---------- Passage to read
A 6% surge in both Basic Materials and Technology company holdings concurred with a 8% drop in Health Care holdings in the overall industry-level distribution (huge purchases in Hewlett-Packard and BP were largely responsible for the distribution swing). There was another phenomenon: at times, Baupost remained loyal to a sector (Gold, for one) but reallocated funds among firms in related businesses, indicating in which portfolio companies Baupost anticipates the brightest outlook.
An investor who copied Baupost’s holdings on September 30th would have earned a 15.5% return by December 20th, just 81 days later.
What the Rumor Mill Says
To begin, some speculate that the Baupost portfolio holds as much as 30%, or ~$9B, in cash. When added to disclosed holdings, that leaves some 60% or $18B, allocated to other investments.
Two rumored foreign investments include UK-based Spirit Pub Company, and South African retail giant, Edcon. According to sources close to the Baupost Group, the fund has invested in the pub giant’s bonds, in support of the entity’s long-term expansion strategy (which includes both an owned and leased restaurant and pub portfolio). The company saw sales growth of 6%-7% in the most recent quarter among existing locations. Announced plans include a complete refurbishment of the Chef Brewer brand, and an expansion of the Fayre Square, Flaming Grill, and John Barras brands
Edcon was founded in South Africa and has been in business since 1929; it has seen expansion to five African nations and now has upwards of 1,000 retail stores that play in everything from clothing, to footwear, to textiles (CFT); the company has grown by acquisition and . It continues to grow geographically as well as in terms of product and brand diversification and is the leading CFT retailer in South Africa; Baupost reportedly admires its business model.
--------------------
Aim of the task: List every brand that the passage on Baupost's holdings names in Spirit Pub Company's announced plans. The data after this point is separate material, unrelated to the passage on Baupost's holdings.
---------- Collected material
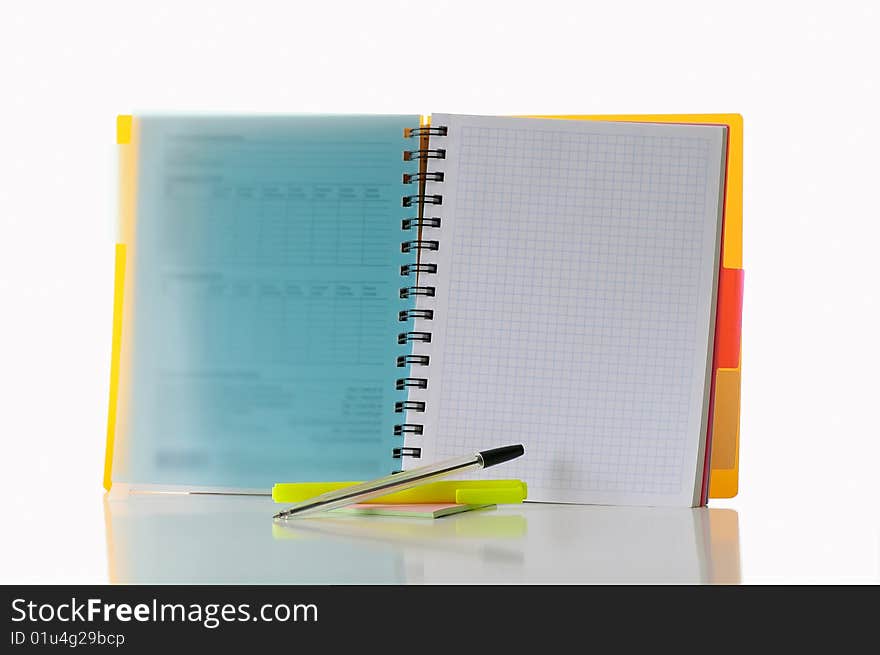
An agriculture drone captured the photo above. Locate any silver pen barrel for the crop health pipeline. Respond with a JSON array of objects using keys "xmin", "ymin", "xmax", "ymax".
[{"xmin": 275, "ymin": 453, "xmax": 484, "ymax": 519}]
--------------------
Your solution: Chef Brewer, Fayre Square, Flaming Grill, John Barras